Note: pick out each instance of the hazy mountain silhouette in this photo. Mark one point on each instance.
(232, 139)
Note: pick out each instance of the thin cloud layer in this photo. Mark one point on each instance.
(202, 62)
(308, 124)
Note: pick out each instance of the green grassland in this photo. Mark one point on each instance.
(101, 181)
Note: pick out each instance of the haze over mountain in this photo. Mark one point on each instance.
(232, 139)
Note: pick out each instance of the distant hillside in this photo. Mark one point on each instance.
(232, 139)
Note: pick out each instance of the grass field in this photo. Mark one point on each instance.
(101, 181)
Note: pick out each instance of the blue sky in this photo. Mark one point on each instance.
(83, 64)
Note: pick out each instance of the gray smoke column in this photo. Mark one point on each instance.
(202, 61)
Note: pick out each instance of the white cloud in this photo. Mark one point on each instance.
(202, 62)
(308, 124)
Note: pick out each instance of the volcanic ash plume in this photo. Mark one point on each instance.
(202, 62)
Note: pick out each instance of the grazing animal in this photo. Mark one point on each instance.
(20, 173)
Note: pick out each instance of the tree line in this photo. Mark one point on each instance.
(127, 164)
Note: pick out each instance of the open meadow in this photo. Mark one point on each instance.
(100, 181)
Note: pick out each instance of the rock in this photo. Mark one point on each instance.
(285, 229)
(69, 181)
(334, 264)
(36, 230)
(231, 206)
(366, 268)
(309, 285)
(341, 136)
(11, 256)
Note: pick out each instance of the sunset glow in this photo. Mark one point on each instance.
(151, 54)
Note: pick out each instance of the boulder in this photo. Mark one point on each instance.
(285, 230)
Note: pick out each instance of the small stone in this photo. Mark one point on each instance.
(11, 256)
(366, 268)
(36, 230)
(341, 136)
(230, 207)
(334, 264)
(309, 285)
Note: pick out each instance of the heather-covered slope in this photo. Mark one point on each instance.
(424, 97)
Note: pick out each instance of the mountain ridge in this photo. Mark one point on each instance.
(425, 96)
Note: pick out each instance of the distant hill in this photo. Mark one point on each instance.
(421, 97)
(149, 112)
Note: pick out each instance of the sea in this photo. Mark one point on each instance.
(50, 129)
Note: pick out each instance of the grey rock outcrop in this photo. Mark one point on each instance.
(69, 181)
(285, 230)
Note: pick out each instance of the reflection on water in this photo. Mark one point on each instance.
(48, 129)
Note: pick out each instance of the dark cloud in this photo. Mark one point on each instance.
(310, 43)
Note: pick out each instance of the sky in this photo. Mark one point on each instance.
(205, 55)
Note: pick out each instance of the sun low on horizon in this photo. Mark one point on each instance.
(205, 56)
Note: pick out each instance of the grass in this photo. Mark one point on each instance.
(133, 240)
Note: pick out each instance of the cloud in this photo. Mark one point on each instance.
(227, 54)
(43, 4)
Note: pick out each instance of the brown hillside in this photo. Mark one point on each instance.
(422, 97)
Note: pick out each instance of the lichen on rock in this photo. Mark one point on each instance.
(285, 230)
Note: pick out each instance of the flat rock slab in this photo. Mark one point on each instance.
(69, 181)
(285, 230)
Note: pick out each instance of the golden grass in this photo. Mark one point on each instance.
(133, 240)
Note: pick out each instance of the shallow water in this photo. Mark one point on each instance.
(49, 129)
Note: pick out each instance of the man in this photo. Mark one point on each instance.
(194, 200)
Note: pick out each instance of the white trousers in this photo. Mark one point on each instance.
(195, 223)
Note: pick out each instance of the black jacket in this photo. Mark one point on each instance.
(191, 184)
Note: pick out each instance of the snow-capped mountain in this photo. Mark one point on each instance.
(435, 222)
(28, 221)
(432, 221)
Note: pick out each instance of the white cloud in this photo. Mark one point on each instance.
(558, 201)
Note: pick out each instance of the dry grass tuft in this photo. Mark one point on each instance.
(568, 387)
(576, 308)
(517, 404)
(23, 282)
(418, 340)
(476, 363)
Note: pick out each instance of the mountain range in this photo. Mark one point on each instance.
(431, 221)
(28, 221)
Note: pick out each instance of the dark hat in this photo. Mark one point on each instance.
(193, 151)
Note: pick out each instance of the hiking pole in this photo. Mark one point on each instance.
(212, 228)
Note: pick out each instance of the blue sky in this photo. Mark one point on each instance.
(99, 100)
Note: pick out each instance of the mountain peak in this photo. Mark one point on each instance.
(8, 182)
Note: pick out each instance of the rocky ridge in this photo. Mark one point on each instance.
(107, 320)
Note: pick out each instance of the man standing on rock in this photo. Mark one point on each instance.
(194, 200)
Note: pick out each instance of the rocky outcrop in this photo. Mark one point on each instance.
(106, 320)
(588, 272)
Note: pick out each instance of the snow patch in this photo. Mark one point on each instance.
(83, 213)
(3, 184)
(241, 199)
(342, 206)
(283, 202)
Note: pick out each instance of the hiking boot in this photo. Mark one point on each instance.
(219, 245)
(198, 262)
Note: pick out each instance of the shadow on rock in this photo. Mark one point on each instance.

+++

* **EXERCISE GOAL**
Retype the records that precede this task, keeping them exactly the same.

* **TASK SOLUTION**
Note: pick out each instance of the hazy mountain silhouette in this photo. Mark one point on each instance.
(232, 139)
Note: pick out each instance of the thin cloud layer in this photo. Mark one point on each instance.
(202, 62)
(308, 124)
Note: pick out each instance of the green grassland in this photo. Mark one point on each instance.
(101, 181)
Note: pick out each instance of the haze over mountain in this photo. Mark one point on each instance.
(232, 139)
Note: pick out each instance of the distant hillside in this photo. Mark one point on each instance.
(232, 139)
Note: pick out each instance of the grass field in this photo. Mark one point on each instance.
(101, 181)
Note: pick out each instance of the blue sky in this photo. Mark one point on each instance.
(83, 64)
Note: pick out each instance of the gray smoke column in this photo. Mark one point on each instance.
(202, 61)
Note: pick out each instance of the white cloud in this photo. Mark one point on each instance.
(202, 62)
(308, 124)
Note: pick out each instance of the volcanic ash plume in this photo. Mark one point on each instance.
(202, 62)
Note: pick out each instance of the grazing animal in this photo. Mark one point on each instance.
(20, 173)
Note: pick out each instance of the tree line in this photo. Mark one point on each instance.
(127, 164)
Note: pick out each instance of the open meadow in this photo. Mark one point on each instance.
(100, 181)
Note: pick out each instance of the rock in this photo. Mark one point on each instance.
(285, 229)
(69, 181)
(334, 264)
(36, 230)
(231, 206)
(366, 268)
(309, 285)
(341, 136)
(11, 256)
Note: pick out each instance of the sunset glow in this photo. Mark one point on each instance.
(151, 54)
Note: pick out each instance of the boulder in this photo. Mark one point on each instance.
(285, 230)
Note: pick out each instance of the small stone in this photo. Mark one point on each instance.
(11, 256)
(366, 268)
(36, 230)
(341, 136)
(230, 207)
(334, 264)
(309, 285)
Note: pick out each instance of the heather-covered slope in this photo. Mark one point on each instance.
(424, 97)
Note: pick out each instance of the mountain ridge in this photo. Mark one point on each instance.
(425, 96)
Note: pick out each instance of the distant hill in this photo. Mark one point on each instance.
(421, 97)
(149, 112)
Note: pick out each instance of the sea in this photo. Mark one point on each instance.
(50, 129)
Note: pick out each instance of the grey rock outcrop in this photo. Mark one point on each instance.
(69, 181)
(285, 230)
Note: pick out each instance of the reflection on water in this photo. Mark one point on each instance.
(48, 129)
Note: pick out each instance of the dark cloud in this photo. Mark one point on each instance.
(310, 43)
Note: pick out each instance of the sky in this photo. Mark one point on each instance.
(205, 55)
Note: pick out each instance of the sun low on horizon in this photo. Mark one point on each instance.
(205, 56)
Note: pick out each instance of the grass in this photo. Mark one point on each instance.
(133, 240)
Note: pick out each instance of the cloud in this photo. Mark one point on each instance.
(227, 54)
(43, 4)
Note: pick out each instance of the brown hillside in this photo. Mark one point on each instance.
(422, 97)
Note: pick out each instance of the lichen on rock in this photo. Mark one point on each instance.
(285, 230)
Note: pick out each instance of the flat rock slab in this photo. Mark one point on each instance.
(69, 181)
(285, 230)
Note: pick out each instance of the golden grass in this photo. Mark one point on each instance.
(133, 240)
Note: pick out each instance of the shallow water in this photo. Mark one point on each instance.
(49, 129)
Note: pick out each instance of the man in this photo. Mark one point on each instance.
(194, 200)
Note: pick out each instance of the white trousers in this photo. Mark one point on each instance.
(195, 223)
Note: pick out each instance of the black jacket in this photo. Mark one point on each instance.
(191, 184)
Note: pick out each instance of the snow-capped mountain in this photo. Mark one point on each instance.
(435, 222)
(28, 221)
(432, 221)
Note: pick out each instance of the white cloud in this photo. Mark one point on each instance.
(558, 201)
Note: pick out each instance of the dry grass tuft in this photo. Mark one point on each instance.
(568, 387)
(576, 308)
(517, 404)
(23, 282)
(418, 340)
(476, 363)
Note: pick out each instance of the mountain range in this photo. Mark one point on each instance.
(431, 221)
(28, 221)
Note: pick out each instance of the dark hat in this photo. Mark one point on each instance.
(193, 151)
Note: pick out each instance of the hiking pole in this photo. Mark one point on each instance.
(212, 228)
Note: pick out each instance of the blue sky in this photo. Mark one point on each instance.
(99, 100)
Note: pick out each instance of the mountain peak in this photo. Mark one point on each instance.
(8, 182)
Note: pick out each instance of the rocky ridge in this photo. Mark one point on each instance.
(107, 320)
Note: pick out each instance of the man standing on rock in this photo. Mark one point on each instance.
(194, 200)
Note: pick out each instance of the rocky outcrop in this photo. Mark one point on each instance.
(106, 320)
(588, 272)
Note: pick out each instance of the snow patch in this photo. Mark one point on each instance.
(83, 213)
(3, 184)
(241, 199)
(342, 206)
(283, 202)
Note: pick out each instance of the hiking boot in this photo. Mark one point on each instance.
(219, 245)
(198, 262)
Note: pick out each instance of the shadow on rock in this photo. Mark one point on each instance.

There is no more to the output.